Coordinate annotation records:
....
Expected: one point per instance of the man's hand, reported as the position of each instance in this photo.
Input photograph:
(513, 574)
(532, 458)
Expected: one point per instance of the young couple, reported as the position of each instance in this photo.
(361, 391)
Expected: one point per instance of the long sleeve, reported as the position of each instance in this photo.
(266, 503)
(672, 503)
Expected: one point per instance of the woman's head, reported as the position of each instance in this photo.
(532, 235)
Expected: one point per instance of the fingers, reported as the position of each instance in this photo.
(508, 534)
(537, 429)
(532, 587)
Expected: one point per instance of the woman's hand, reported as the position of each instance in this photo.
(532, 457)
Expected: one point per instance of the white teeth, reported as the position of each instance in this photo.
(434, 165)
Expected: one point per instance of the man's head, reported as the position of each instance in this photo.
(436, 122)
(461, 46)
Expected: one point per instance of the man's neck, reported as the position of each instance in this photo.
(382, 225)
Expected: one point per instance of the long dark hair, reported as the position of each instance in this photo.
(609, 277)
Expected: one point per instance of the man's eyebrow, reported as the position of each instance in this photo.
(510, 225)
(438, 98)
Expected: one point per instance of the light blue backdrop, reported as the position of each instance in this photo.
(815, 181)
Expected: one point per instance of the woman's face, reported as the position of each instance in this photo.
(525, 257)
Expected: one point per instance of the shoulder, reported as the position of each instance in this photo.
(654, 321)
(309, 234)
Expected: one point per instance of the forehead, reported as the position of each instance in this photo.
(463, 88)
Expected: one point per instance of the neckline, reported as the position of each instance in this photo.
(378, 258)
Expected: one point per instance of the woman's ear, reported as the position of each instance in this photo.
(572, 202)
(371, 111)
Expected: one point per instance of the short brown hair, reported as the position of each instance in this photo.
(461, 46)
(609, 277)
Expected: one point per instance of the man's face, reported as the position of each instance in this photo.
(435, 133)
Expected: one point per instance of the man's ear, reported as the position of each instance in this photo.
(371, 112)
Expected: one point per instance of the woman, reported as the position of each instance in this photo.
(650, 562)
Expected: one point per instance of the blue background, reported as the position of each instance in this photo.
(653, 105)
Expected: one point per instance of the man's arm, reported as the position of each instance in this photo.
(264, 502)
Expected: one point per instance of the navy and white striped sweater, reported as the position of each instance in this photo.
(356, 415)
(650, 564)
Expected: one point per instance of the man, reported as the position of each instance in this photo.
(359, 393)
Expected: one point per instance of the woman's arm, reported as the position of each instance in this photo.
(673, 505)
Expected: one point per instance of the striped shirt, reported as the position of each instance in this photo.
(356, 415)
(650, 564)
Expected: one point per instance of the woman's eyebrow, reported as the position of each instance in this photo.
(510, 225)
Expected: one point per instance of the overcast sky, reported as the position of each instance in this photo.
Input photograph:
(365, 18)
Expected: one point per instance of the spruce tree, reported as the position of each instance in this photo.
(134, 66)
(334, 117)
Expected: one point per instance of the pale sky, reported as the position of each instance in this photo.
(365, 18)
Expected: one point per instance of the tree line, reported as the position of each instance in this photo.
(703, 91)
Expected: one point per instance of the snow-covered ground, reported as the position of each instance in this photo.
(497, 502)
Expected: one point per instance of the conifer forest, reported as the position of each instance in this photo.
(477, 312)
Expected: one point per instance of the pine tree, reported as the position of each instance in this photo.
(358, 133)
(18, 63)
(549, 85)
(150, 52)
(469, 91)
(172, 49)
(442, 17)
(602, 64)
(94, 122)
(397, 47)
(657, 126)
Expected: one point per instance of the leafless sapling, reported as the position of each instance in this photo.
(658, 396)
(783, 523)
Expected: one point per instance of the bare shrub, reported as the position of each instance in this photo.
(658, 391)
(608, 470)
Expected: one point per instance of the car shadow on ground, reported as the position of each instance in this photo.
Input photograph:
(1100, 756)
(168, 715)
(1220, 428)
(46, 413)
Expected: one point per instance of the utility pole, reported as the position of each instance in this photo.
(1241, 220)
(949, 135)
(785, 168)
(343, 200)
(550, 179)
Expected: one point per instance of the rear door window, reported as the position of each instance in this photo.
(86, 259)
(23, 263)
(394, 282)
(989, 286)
....
Exercise instructions: Return all of the material above line for line, without changing a single character.

Reply:
Expected: one point per instance of the man's hand, reported as the position of each instance in this photo.
Input photograph:
(513, 574)
(532, 458)
Expected: one point per instance of the young couple, reported as the position of each instance in this photo.
(361, 391)
Expected: one point per instance of the long sleeve, reported as the position of each instance in this photo.
(266, 503)
(672, 503)
Expected: one point per instance of the woman's head, reported as the position of each instance in this photo.
(532, 235)
Expected: one point per instance of the fingers, reported as the position of each instance in this photo.
(508, 534)
(537, 429)
(532, 587)
Expected: one point per instance of the woman's hand, reported as the position of each instance in this photo.
(532, 457)
Expected: one point per instance of the white teeth, reported as the position of each instance in this photo.
(434, 165)
Expected: one point per instance of the man's head, reported as the position of each instance in this photo.
(436, 122)
(461, 46)
Expected: one point per instance of the man's neck, reported as the position of each instance in this photo.
(382, 225)
Expected: one point per instance of the long dark hair, reported as the position of each instance in this photo.
(609, 277)
Expected: one point per instance of the man's eyebrow, reported as the position of each instance in this photo.
(510, 225)
(438, 98)
Expected: one point per instance of the light blue backdrop, reported as the position of each instance in this photo.
(815, 181)
Expected: one point per instance of the woman's face, reported as the position of each instance in this photo.
(525, 257)
Expected: one point per instance of the shoulder, reported as the position of each instance in this photo.
(654, 321)
(309, 234)
Expected: one point per instance of the forehead, reported as the position of each instance in this photo.
(463, 88)
Expected: one point per instance of the neckline, reported as the position of each instance in this photo.
(378, 258)
Expected: one point per instance of the woman's ear, reported as the position of each instance in this photo.
(572, 202)
(371, 111)
Expected: one point per instance of the short brown hair, reported as the position of each instance in this photo.
(461, 46)
(609, 277)
Expected: one point per instance of the man's face, reported as the position of each instance in this photo.
(435, 133)
Expected: one point per instance of the man's ear, reported as the position of each instance in this photo.
(371, 112)
Expected: one point per instance of the woman, reported as the position of each instance in this photo.
(650, 562)
Expected: one point per instance of the blue background, reported as the position of each instance in this photo.
(653, 105)
Expected: one point per instance of the man's arm, reported as the position of each instance in this photo.
(264, 502)
Expected: one point per instance of the navy and white striped sweater, reported as the position of each instance in this photo.
(356, 415)
(650, 564)
Expected: one point per instance of the man, reported as the position of each instance in this photo.
(359, 393)
Expected: one point per instance of the woman's arm, reported as the position of each instance in this photo.
(673, 505)
Expected: one point per instance of the striped shirt, reported as the position of each instance in this photo.
(356, 415)
(650, 564)
Expected: one point per instance of the woman's eyebrow, reported as the position of each instance in this photo.
(510, 225)
Expected: one point per instance of the overcast sky, reported as the position of each instance in this photo.
Input photograph:
(365, 18)
Expected: one point per instance of the spruce tree, reported as the position of each instance in this photo.
(134, 66)
(334, 117)
Expected: one point per instance of the pale sky, reported as the position of each instance in this photo.
(365, 18)
Expected: one point per instance of the tree line, reported as the position of each instance in this photo.
(703, 91)
Expected: one point per instance of the snow-covered ground, reported as the position of each instance in this photo.
(497, 502)
Expected: one point per instance of the conifer forest, reported as the position of each instance in this photo.
(477, 312)
Expected: one point per instance of the pine tree, reported as the position of each instance in this photo.
(358, 133)
(18, 63)
(549, 85)
(150, 52)
(469, 91)
(172, 49)
(442, 17)
(602, 64)
(94, 122)
(397, 47)
(657, 126)
Expected: one point per instance of the leafless sapling, reported as the position of each instance in this photo.
(658, 396)
(783, 523)
Expected: one point per instance of the bare shrub, reported as the position of each instance in this photo.
(658, 391)
(608, 470)
Expected: one point per instance of the car shadow on ground, reported as the position of each instance in this photo.
Input photograph:
(1100, 756)
(168, 715)
(1220, 428)
(46, 413)
Expected: one point per instance of the utility pole, reported as the position of each instance in this photo.
(1241, 220)
(949, 135)
(785, 168)
(343, 200)
(550, 179)
Expected: one point per instance of the rear door window, reported as the position of each instance in this photo.
(86, 259)
(23, 263)
(394, 282)
(989, 286)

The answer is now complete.